— What needs to be done —
Could you format the listing below as a Markdown table with the columns Row and Line, giving each line its own numbered row and omitting any blank lines?

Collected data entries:

━━━━━━

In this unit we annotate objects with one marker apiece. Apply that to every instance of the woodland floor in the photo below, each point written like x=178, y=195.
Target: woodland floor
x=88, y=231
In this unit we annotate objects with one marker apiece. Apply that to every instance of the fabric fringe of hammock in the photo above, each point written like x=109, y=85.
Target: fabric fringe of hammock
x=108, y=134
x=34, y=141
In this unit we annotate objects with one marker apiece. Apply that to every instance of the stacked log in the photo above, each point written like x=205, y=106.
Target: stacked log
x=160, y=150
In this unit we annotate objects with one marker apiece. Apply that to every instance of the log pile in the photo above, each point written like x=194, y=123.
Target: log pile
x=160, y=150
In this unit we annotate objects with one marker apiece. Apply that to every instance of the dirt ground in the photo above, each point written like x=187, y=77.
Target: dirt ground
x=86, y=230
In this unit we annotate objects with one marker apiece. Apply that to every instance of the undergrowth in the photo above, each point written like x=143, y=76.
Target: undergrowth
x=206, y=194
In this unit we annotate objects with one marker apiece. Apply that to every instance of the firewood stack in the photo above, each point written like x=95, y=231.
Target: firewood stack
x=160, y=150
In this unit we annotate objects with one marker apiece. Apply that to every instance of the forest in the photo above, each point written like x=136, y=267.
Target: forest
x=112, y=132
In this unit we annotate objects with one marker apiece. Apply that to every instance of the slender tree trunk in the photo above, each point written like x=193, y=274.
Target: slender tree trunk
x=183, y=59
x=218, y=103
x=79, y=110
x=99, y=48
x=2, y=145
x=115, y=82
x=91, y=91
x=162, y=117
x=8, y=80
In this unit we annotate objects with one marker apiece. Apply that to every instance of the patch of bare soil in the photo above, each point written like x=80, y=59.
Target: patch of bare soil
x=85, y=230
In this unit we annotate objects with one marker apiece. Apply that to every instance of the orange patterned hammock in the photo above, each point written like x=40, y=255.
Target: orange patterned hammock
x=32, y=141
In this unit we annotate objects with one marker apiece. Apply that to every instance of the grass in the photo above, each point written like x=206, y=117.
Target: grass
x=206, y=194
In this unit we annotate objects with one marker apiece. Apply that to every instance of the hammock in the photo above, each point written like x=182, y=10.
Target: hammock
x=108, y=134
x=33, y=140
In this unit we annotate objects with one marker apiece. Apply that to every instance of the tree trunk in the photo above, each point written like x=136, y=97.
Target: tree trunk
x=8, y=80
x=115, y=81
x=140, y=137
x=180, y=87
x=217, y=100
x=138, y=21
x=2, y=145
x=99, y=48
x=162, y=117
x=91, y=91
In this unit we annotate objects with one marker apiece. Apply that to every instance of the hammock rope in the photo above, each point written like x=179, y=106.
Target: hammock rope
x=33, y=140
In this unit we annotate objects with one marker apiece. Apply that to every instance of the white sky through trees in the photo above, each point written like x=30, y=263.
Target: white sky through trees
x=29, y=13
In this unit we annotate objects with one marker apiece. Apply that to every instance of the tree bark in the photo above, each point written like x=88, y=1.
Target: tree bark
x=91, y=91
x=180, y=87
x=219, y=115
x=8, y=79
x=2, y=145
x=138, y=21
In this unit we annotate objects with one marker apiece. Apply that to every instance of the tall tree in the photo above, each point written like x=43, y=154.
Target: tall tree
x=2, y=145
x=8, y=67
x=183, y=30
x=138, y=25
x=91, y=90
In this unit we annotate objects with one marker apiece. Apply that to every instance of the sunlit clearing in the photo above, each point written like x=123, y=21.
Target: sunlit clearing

━━━━━━

— Expected output —
| Row | Line |
|---|---|
| 1 | In this unit we annotate objects with one marker apiece. Apply that to every instance of the woodland floor in the photo below, each point written like x=178, y=195. |
| 2 | Target: woodland floor |
| 3 | x=88, y=231 |
| 4 | In this unit we annotate objects with one marker apiece. Apply that to every instance of the fabric fringe of hammock in the photo above, each point written like x=109, y=85. |
| 5 | Target: fabric fringe of hammock |
| 6 | x=108, y=134 |
| 7 | x=34, y=141 |
| 8 | In this unit we annotate objects with one marker apiece. Apply that to every instance of the stacked log in the photo above, each point written like x=205, y=106. |
| 9 | Target: stacked log |
| 10 | x=160, y=150 |
| 11 | In this unit we annotate objects with one marker apiece. Apply that to every instance of the log pile in the photo above, each point written like x=194, y=123. |
| 12 | Target: log pile |
| 13 | x=160, y=150 |
| 14 | In this unit we annotate objects with one marker apiece. Apply that to every instance of the dirt ground in the photo above, each point written like x=187, y=77. |
| 15 | Target: dirt ground |
| 16 | x=86, y=230 |
| 17 | In this unit we annotate objects with one marker apiece. Apply that to every instance of the undergrowth in the photo above, each point written like x=143, y=76. |
| 18 | Target: undergrowth |
| 19 | x=206, y=194 |
| 20 | In this unit we annotate objects with one marker apiece. Apply that to every instance of the firewood stack in the photo above, each point written like x=95, y=231. |
| 21 | Target: firewood stack |
| 22 | x=160, y=150 |
| 23 | In this unit we annotate objects with one marker apiece. Apply that to every instance of the forest in the photo above, each point written like x=136, y=267. |
| 24 | Target: forest |
| 25 | x=112, y=132 |
| 26 | In this unit we annotate objects with one marker apiece. Apply that to every instance of the slender tree trunk in the photo above, each point written like x=193, y=274. |
| 27 | Target: slender tree trunk |
| 28 | x=183, y=59 |
| 29 | x=218, y=103 |
| 30 | x=79, y=110 |
| 31 | x=99, y=48 |
| 32 | x=2, y=145 |
| 33 | x=115, y=82 |
| 34 | x=91, y=91 |
| 35 | x=162, y=117 |
| 36 | x=8, y=80 |
| 37 | In this unit we annotate objects with one marker apiece. Apply that to every instance of the patch of bare soil in the photo above, each point written like x=80, y=59. |
| 38 | Target: patch of bare soil |
| 39 | x=85, y=230 |
| 40 | In this unit we annotate objects with one marker apiece. Apply that to every instance of the orange patterned hammock in the photo above, each point written like x=40, y=255. |
| 41 | Target: orange patterned hammock |
| 42 | x=32, y=141 |
| 43 | In this unit we annotate objects with one marker apiece. Apply that to every instance of the grass in the photo above, each point written like x=206, y=117. |
| 44 | Target: grass |
| 45 | x=206, y=194 |
| 46 | In this unit we annotate objects with one marker apiece. Apply that to every instance of the hammock in the photo above, each point written like x=182, y=10. |
| 47 | Target: hammock |
| 48 | x=108, y=134 |
| 49 | x=33, y=140 |
| 50 | In this unit we annotate objects with one marker apiece. Apply that to every instance of the tree trunk in the photo above, each point written like x=136, y=97. |
| 51 | Target: tree trunk |
| 52 | x=8, y=80 |
| 53 | x=115, y=81 |
| 54 | x=140, y=137 |
| 55 | x=180, y=87 |
| 56 | x=217, y=100 |
| 57 | x=138, y=21 |
| 58 | x=2, y=145 |
| 59 | x=99, y=48 |
| 60 | x=162, y=117 |
| 61 | x=91, y=91 |
| 62 | In this unit we annotate objects with one marker apiece. Apply that to every instance of the hammock rope in the photo above, each point written like x=179, y=106. |
| 63 | Target: hammock rope |
| 64 | x=33, y=140 |
| 65 | In this unit we annotate objects with one marker apiece. Apply that to every instance of the white sky through trees in the photo above, each point written like x=30, y=263. |
| 66 | Target: white sky through trees |
| 67 | x=29, y=13 |
| 68 | In this unit we annotate objects with one marker apiece. Apply that to every instance of the tree bark in the photo above, each point written like x=88, y=1. |
| 69 | Target: tree bark |
| 70 | x=91, y=91 |
| 71 | x=180, y=87 |
| 72 | x=219, y=115 |
| 73 | x=8, y=79 |
| 74 | x=2, y=145 |
| 75 | x=138, y=21 |
| 76 | In this unit we annotate objects with one marker apiece. Apply that to every instance of the tall tree in the photo above, each point written like x=43, y=154. |
| 77 | Target: tall tree |
| 78 | x=2, y=145 |
| 79 | x=8, y=67 |
| 80 | x=183, y=30 |
| 81 | x=138, y=25 |
| 82 | x=91, y=90 |
| 83 | In this unit we annotate objects with one marker apiece. Apply that to every instance of the sunlit clearing in the photo above, each point written like x=123, y=21. |
| 84 | Target: sunlit clearing |